### Brief
Reproduce the passage of the reasoning-parameter documentation below word for word, from "For models that support" to "and token usage.".

### Document passage
+ + + + +

Controls the verbosity and length of the model response. Lower values produce more concise responses, while higher values produce more detailed and comprehensive responses.

## Reasoning

* Key: `reasoning`

* Optional, **object**

For models that support reasoning tokens (such as OpenAI o1, o3 series, GPT-5 series, and Anthropic Claude 3.7+), you can control the reasoning effort level to balance between response quality and token usage.

The `reasoning` object accepts the following property:

| Property | Type   | Description                                                                                            |
| -------- | ------ | ------------------------------------------------------------------------------------------------------ |
| `effort` | string | The reasoning effort level. One of: `"xhigh"`, `"high"`, `"medium"`, `"low"`, `"minimal"`, or `"none"` |

### Effort Levels

* `"xhigh"` - Maximum reasoning effort (approximately 95% of max\_tokens allocated to reasoning)
* `"high"` - High reasoning effort (approximately 80% of max\_tokens allocated to reasoning)
* `"medium"` - Moderate reasoning effort (approximately 50% of max\_tokens allocated to reasoning)
* `"low"` - Low reasoning effort (approximately 20% of max\_tokens allocated to reasoning)
* `"minimal"` - Minimal reasoning effort (approximately 10% of max\_tokens allocated to reasoning)
* `"none"` - Disable reasoning entirely

<Note>
  Higher effort levels will consume more tokens but may produce more thorough and accurate reasoning. The actual token allocation depends on your `max_tokens` setting. For models that don't support reasoning, this parameter will be ignored.
</Note>

+ + + + +

### Data excerpts
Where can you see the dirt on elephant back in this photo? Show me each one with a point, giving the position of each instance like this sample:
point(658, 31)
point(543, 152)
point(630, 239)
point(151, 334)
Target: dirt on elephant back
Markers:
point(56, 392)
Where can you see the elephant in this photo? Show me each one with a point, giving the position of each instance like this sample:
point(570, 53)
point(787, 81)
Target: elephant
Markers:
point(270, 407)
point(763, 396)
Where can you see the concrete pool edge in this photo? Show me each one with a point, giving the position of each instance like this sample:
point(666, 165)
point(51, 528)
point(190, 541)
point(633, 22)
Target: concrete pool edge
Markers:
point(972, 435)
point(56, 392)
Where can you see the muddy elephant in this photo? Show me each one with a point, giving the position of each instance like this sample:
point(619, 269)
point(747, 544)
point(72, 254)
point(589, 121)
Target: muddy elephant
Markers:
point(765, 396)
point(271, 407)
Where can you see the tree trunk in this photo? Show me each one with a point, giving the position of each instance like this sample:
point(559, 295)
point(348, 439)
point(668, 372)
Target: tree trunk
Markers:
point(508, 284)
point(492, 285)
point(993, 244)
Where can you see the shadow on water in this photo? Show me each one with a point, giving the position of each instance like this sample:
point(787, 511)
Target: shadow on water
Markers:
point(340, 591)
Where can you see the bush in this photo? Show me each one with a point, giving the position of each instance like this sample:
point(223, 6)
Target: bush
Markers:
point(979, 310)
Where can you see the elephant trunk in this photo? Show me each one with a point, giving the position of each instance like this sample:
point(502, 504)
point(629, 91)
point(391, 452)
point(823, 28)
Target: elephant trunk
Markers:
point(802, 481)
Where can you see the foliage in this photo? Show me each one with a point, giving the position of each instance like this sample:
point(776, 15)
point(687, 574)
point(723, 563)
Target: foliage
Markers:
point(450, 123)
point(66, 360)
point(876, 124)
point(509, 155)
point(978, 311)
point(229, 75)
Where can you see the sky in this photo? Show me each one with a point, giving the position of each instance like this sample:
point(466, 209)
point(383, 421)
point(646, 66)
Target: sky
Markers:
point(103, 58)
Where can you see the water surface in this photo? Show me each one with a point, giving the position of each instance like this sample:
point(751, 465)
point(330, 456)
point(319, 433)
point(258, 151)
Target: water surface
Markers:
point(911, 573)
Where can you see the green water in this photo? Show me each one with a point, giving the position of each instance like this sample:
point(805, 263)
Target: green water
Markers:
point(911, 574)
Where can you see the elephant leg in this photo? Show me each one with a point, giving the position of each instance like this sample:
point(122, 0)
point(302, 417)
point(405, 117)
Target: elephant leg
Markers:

+ + + + +

### Answer area
For models that support reasoning tokens (such as OpenAI o1, o3 series, GPT-5 series, and Anthropic Claude 3.7+), you can control the reasoning effort level to balance between response quality and token usage.